[Opening Records for the task section]
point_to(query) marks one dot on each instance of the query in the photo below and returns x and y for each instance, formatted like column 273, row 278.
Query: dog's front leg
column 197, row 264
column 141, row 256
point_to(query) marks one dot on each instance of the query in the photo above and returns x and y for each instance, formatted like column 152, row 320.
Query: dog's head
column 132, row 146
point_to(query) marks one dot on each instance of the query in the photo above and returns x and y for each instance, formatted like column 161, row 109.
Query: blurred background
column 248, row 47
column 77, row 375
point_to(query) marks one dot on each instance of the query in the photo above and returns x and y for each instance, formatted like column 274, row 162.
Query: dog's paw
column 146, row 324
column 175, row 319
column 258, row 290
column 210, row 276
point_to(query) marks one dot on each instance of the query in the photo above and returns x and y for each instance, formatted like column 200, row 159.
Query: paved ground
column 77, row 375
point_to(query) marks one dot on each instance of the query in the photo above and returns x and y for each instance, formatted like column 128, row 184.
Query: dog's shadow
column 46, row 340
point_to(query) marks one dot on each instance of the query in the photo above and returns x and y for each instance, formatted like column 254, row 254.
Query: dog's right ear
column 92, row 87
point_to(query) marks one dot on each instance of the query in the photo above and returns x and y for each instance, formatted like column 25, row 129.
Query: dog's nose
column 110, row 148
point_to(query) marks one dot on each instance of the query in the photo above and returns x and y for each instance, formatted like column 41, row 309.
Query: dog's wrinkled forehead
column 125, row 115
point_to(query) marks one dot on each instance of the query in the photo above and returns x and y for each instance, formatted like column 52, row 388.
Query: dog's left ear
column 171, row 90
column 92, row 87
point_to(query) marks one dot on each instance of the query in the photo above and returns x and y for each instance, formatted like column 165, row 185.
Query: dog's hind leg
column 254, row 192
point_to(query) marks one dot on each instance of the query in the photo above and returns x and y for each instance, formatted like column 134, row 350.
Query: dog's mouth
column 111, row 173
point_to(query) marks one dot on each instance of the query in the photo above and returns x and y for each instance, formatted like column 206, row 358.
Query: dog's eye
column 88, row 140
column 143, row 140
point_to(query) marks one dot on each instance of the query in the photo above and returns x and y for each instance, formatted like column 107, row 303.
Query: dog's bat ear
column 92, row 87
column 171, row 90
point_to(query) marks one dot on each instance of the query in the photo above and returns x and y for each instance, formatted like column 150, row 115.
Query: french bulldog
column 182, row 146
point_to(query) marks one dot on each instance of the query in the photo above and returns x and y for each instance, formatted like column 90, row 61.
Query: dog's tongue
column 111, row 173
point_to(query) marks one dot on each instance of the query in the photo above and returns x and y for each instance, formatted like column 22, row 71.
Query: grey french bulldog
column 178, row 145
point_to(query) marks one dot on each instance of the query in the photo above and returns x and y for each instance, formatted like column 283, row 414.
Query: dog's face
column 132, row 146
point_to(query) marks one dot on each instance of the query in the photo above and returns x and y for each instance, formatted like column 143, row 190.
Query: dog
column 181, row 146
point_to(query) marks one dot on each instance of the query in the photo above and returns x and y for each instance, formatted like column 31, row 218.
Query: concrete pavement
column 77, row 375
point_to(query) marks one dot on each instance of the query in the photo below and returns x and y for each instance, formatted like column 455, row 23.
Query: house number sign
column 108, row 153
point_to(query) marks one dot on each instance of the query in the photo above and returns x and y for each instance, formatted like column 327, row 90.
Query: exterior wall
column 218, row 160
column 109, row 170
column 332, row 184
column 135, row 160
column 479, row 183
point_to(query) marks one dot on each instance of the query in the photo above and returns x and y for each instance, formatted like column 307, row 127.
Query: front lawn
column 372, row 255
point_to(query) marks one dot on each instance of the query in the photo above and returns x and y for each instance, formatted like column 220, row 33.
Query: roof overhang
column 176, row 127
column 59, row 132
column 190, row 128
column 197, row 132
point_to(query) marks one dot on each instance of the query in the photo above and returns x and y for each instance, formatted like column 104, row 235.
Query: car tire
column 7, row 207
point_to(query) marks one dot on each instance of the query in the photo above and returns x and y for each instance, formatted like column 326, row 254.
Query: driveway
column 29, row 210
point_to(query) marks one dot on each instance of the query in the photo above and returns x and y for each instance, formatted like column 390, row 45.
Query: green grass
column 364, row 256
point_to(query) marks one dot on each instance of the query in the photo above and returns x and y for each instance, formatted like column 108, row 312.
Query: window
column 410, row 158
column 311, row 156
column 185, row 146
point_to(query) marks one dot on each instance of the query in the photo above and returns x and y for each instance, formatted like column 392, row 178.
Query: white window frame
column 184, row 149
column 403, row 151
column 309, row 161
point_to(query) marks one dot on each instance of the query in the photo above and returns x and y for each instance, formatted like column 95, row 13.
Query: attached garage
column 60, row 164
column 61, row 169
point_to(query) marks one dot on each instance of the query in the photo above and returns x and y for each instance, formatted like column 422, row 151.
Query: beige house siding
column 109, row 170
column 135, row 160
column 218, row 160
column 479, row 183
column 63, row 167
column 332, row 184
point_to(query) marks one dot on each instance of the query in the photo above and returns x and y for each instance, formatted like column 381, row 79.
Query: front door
[Closing Records for the task section]
What is expected » The full listing above is to be retyped exactly.

Result of this exercise »
point_to(query) marks one dot on each instance of the query in the photo below and returns x and y for each instance, formatted like column 273, row 278.
Query: dog's front leg
column 197, row 264
column 141, row 256
point_to(query) marks one dot on each instance of the query in the photo above and returns x and y for each instance, formatted like column 152, row 320.
Query: dog's head
column 132, row 146
point_to(query) marks one dot on each instance of the query in the photo above and returns x and y for each instance, formatted like column 161, row 109.
Query: blurred background
column 248, row 47
column 77, row 375
point_to(query) marks one dot on each instance of the query in the photo above and returns x and y for each instance, formatted like column 274, row 162.
Query: dog's paw
column 146, row 324
column 175, row 319
column 258, row 290
column 210, row 276
point_to(query) marks one dot on each instance of the query in the photo above and returns x and y for each instance, formatted like column 200, row 159.
Query: paved ground
column 77, row 375
point_to(query) marks one dot on each instance of the query in the photo above and returns x and y for each instance, formatted like column 128, row 184.
Query: dog's shadow
column 46, row 340
point_to(query) marks one dot on each instance of the query in the photo above and returns x and y for each instance, formatted like column 254, row 254.
Query: dog's right ear
column 92, row 87
point_to(query) marks one dot on each instance of the query in the photo above and returns x and y for each instance, formatted like column 25, row 129.
Query: dog's nose
column 110, row 148
point_to(query) marks one dot on each instance of the query in the photo above and returns x and y for each instance, formatted like column 41, row 309.
Query: dog's wrinkled forehead
column 125, row 115
point_to(query) marks one dot on each instance of the query in the photo above and returns x and y for each instance, formatted like column 52, row 388.
Query: dog's left ear
column 171, row 90
column 92, row 87
point_to(query) marks one dot on each instance of the query in the photo above and returns x and y for each instance, formatted like column 165, row 185.
Query: dog's hind leg
column 254, row 192
point_to(query) marks one dot on each instance of the query in the photo above and returns x and y for each instance, formatted like column 134, row 350.
Query: dog's mouth
column 111, row 173
point_to(query) marks one dot on each instance of the query in the photo above and returns x and y for each instance, formatted like column 206, row 358.
Query: dog's eye
column 88, row 140
column 143, row 140
point_to(query) marks one dot on each instance of the query in the photo above and returns x and y for each instance, formatted like column 107, row 303.
Query: dog's bat ear
column 92, row 87
column 171, row 90
point_to(query) marks one dot on each instance of the query in the photo above and returns x and y for each instance, formatted like column 150, row 115.
Query: french bulldog
column 182, row 146
point_to(query) marks one dot on each instance of the query in the photo above and returns x and y for each instance, formatted like column 90, row 61.
Query: dog's tongue
column 111, row 173
point_to(query) marks one dot on each instance of the query in the photo above and returns x and y for each instance, formatted like column 22, row 71.
Query: grey french bulldog
column 178, row 145
point_to(query) marks one dot on each instance of the query in the photo above and returns x and y for each instance, formatted like column 283, row 414.
Query: dog's face
column 132, row 146
point_to(query) marks one dot on each instance of the query in the photo above and returns x and y for each instance, formatted like column 143, row 190.
Query: dog
column 181, row 146
point_to(query) marks one dot on each instance of the query in the photo above and returns x and y for each instance, formatted like column 31, row 218.
Query: concrete pavement
column 77, row 375
point_to(query) marks one dot on each instance of the query in the photo below and returns x and y for each instance, formatted like column 455, row 23.
Query: house number sign
column 108, row 153
point_to(query) marks one dot on each instance of the query in the photo above and returns x and y for each instance, formatted like column 327, row 90.
Query: exterior wall
column 218, row 160
column 109, row 170
column 332, row 184
column 135, row 160
column 479, row 183
point_to(query) marks one dot on each instance of the query in the photo above and returns x and y for each instance, formatted like column 307, row 127.
Query: front lawn
column 372, row 255
point_to(query) marks one dot on each instance of the query in the photo above and returns x and y for each instance, formatted like column 220, row 33.
Query: roof overhang
column 176, row 127
column 59, row 132
column 190, row 128
column 197, row 132
point_to(query) marks one dot on each instance of the query in the photo above and returns x and y for each instance, formatted like column 104, row 235.
Query: car tire
column 7, row 207
point_to(query) marks one dot on each instance of the query in the photo above and returns x and y for each instance, formatted like column 326, row 254.
Query: driveway
column 29, row 210
point_to(query) marks one dot on each instance of the query in the photo above and returns x and y for each instance, formatted like column 390, row 45.
Query: green grass
column 364, row 256
point_to(query) marks one dot on each instance of the query in the photo above and returns x and y for each instance, formatted like column 108, row 312.
Query: window
column 410, row 158
column 311, row 156
column 185, row 146
point_to(query) marks one dot on each instance of the query in the photo above and returns x and y for each instance, formatted like column 392, row 178.
Query: white window frame
column 184, row 149
column 403, row 151
column 309, row 161
point_to(query) marks one dot on each instance of the query in the photo above and returns x and y for each instance, formatted like column 95, row 13.
Query: attached garage
column 60, row 164
column 61, row 169
point_to(query) marks one dot on each instance of the query in the photo above and returns x and y for each instance, formatted like column 422, row 151.
Query: beige house siding
column 109, row 170
column 135, row 160
column 218, row 160
column 479, row 183
column 63, row 167
column 332, row 184
point_to(query) marks one dot on each instance of the query in the photo above and returns x and y for each instance, formatted like column 381, row 79.
Query: front door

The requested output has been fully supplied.